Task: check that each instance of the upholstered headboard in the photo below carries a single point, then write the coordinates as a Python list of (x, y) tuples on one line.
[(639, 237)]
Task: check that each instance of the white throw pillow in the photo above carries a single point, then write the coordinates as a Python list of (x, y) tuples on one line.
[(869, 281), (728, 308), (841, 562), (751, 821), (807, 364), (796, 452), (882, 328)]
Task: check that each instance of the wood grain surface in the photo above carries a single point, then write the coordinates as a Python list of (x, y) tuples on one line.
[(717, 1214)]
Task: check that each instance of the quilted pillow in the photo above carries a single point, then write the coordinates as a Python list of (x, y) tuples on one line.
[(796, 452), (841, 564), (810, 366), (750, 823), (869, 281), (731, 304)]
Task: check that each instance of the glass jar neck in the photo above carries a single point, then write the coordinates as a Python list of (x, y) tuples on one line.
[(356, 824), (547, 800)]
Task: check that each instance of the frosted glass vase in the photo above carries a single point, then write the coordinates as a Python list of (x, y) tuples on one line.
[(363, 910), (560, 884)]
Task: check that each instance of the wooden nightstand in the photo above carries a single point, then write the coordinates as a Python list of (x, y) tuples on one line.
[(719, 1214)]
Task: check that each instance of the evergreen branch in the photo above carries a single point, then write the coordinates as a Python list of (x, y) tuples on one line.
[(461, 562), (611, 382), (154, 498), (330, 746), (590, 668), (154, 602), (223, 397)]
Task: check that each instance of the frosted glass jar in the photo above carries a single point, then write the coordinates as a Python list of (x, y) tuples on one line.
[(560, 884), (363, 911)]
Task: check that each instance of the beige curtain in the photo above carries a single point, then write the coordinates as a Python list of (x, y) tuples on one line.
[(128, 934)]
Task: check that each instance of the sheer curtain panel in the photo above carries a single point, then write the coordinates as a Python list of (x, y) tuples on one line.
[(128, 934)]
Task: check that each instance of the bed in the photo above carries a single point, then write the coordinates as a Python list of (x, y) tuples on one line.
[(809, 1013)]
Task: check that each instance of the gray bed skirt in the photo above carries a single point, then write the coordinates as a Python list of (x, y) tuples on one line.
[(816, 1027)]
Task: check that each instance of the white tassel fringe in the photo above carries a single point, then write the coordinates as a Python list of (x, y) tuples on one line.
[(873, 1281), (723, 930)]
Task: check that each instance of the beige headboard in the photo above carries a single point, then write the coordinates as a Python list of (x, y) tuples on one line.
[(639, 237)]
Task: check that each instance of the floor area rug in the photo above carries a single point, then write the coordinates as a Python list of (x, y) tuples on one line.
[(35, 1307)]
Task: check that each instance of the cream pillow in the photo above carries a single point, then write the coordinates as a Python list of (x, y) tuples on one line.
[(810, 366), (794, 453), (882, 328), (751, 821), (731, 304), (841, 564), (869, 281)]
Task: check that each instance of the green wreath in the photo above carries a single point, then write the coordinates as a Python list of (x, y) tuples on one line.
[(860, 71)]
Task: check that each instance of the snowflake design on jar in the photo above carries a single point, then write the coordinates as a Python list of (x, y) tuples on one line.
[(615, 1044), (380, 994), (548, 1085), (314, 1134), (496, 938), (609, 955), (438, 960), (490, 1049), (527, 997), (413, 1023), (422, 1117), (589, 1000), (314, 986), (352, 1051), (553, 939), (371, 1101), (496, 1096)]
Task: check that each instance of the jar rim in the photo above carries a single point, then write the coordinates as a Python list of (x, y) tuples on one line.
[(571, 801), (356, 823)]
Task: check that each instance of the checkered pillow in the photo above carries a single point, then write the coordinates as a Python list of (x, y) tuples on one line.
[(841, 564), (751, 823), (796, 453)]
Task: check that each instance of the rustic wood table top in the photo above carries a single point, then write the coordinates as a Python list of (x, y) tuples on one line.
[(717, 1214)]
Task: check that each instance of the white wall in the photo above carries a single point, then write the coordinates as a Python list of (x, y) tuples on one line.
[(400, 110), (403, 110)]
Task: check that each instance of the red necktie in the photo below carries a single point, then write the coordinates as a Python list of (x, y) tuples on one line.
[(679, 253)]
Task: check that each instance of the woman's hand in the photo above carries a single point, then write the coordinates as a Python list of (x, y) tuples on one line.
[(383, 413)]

•••

### EXERCISE BRIEF
Print, exactly as they appear above, the lines running from the one with "Task: check that each instance of the woman's" through the final line.

### ANSWER SPACE
Task: check that each instance of the woman's hand in the photo above carries a single point, then write the coordinates as a Python list of (x, y) tuples on one line.
[(383, 413)]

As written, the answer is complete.